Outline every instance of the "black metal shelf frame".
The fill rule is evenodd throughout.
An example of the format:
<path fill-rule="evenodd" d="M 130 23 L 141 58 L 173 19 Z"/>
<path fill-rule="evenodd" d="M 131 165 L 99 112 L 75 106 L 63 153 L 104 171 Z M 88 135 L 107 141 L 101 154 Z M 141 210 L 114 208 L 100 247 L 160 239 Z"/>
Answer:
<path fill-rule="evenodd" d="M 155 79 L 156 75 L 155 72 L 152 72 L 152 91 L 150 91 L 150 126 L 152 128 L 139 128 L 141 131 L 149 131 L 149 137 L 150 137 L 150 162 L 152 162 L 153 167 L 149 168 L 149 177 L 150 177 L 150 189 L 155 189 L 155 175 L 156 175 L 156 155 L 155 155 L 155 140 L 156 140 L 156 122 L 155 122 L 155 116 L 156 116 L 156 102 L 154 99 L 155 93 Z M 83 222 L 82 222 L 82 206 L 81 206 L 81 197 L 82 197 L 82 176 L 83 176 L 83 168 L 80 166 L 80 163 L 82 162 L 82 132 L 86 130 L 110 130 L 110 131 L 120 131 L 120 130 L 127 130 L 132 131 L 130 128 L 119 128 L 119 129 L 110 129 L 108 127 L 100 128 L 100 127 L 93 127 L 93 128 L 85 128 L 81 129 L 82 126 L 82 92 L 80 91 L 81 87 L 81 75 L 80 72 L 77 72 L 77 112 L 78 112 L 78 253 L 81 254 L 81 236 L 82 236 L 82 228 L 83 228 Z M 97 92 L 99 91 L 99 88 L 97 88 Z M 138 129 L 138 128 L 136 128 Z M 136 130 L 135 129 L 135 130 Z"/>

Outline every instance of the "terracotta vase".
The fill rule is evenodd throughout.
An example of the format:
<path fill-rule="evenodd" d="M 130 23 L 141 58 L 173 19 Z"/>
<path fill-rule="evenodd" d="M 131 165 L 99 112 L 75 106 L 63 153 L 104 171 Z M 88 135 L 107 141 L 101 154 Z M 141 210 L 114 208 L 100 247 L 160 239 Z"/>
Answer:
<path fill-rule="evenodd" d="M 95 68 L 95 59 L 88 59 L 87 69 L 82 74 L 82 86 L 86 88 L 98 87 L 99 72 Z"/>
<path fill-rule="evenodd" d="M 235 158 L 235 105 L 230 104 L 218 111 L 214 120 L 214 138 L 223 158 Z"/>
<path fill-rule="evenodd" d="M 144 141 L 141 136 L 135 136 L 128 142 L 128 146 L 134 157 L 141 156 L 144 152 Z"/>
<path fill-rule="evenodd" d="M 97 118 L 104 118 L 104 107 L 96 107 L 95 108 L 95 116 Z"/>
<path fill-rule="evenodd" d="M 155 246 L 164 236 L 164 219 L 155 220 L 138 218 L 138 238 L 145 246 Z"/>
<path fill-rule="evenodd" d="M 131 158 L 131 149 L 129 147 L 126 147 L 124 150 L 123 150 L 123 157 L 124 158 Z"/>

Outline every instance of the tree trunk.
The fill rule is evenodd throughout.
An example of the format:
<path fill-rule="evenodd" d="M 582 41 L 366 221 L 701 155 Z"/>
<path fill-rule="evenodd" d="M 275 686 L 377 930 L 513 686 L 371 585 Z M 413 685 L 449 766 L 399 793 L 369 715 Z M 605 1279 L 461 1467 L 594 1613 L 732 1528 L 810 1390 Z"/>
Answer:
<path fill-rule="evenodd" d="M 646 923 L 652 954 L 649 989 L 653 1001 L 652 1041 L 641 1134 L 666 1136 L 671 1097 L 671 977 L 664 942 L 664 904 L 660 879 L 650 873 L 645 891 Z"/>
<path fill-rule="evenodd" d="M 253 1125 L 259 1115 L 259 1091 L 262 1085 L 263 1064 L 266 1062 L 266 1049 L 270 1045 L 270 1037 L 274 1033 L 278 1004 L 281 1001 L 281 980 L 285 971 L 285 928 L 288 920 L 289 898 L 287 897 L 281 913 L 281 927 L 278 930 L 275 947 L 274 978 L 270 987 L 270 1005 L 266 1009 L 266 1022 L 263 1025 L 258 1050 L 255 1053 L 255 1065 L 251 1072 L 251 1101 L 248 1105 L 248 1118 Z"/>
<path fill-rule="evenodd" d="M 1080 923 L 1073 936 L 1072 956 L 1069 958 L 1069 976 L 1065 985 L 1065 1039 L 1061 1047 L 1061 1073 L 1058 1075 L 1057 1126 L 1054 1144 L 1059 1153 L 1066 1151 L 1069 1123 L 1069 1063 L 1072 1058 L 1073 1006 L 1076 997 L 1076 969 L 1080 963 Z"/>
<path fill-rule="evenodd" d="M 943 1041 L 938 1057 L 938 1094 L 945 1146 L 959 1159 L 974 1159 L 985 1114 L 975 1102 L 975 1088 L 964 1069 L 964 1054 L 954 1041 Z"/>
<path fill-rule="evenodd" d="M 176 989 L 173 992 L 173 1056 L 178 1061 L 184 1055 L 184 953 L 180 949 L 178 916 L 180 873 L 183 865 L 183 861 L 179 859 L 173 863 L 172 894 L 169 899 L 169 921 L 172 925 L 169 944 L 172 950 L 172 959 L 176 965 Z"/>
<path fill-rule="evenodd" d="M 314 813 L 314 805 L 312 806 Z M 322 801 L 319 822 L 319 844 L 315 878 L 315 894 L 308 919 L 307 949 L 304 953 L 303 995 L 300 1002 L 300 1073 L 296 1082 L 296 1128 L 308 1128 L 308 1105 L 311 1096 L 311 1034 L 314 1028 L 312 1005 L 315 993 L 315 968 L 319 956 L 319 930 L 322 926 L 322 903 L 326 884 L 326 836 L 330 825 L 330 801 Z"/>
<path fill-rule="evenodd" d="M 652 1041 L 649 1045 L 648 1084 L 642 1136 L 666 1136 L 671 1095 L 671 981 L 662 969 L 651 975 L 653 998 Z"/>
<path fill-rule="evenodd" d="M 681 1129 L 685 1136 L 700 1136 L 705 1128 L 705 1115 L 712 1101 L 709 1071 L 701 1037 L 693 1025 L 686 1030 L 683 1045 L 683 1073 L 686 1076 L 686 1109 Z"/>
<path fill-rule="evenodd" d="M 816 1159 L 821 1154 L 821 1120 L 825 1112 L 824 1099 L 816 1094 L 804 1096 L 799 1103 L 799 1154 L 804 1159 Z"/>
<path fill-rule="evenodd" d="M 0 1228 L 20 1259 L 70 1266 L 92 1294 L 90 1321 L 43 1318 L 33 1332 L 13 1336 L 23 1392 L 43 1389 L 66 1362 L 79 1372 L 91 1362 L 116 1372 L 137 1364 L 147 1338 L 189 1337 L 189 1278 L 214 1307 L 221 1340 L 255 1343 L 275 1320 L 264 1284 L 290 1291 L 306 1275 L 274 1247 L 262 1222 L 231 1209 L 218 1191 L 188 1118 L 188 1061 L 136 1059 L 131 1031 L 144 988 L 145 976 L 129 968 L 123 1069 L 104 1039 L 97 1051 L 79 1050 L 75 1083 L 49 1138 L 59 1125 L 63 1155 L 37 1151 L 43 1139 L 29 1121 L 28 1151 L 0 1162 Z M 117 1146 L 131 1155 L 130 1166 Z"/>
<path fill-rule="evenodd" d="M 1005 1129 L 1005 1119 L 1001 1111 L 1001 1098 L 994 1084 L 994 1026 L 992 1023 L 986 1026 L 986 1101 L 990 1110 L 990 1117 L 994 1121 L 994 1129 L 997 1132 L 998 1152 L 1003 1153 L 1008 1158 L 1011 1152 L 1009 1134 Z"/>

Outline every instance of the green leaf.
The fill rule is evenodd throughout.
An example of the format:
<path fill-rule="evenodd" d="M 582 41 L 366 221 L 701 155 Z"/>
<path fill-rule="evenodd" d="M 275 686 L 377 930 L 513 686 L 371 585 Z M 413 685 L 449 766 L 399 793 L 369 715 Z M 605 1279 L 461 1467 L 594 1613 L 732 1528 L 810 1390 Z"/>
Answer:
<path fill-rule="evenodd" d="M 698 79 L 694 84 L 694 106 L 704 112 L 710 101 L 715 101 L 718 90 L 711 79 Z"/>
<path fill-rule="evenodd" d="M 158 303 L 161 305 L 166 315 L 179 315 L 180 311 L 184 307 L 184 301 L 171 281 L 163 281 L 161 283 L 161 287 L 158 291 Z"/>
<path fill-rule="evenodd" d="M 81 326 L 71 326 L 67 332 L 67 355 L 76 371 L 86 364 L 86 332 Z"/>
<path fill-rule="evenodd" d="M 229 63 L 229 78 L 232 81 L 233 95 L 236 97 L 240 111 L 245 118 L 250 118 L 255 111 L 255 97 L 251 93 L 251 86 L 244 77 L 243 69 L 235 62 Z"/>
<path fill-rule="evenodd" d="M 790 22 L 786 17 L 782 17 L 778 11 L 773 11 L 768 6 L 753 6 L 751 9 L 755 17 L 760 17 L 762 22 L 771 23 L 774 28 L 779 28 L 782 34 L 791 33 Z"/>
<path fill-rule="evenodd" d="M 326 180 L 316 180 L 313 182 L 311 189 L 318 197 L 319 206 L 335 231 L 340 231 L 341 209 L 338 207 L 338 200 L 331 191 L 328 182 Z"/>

▬▬▬▬▬▬▬▬▬▬

**TASK PROMPT**
Check each line of these records for the string "instance" and state only how many lines have it.

**RESULT OF THE EXERCISE**
4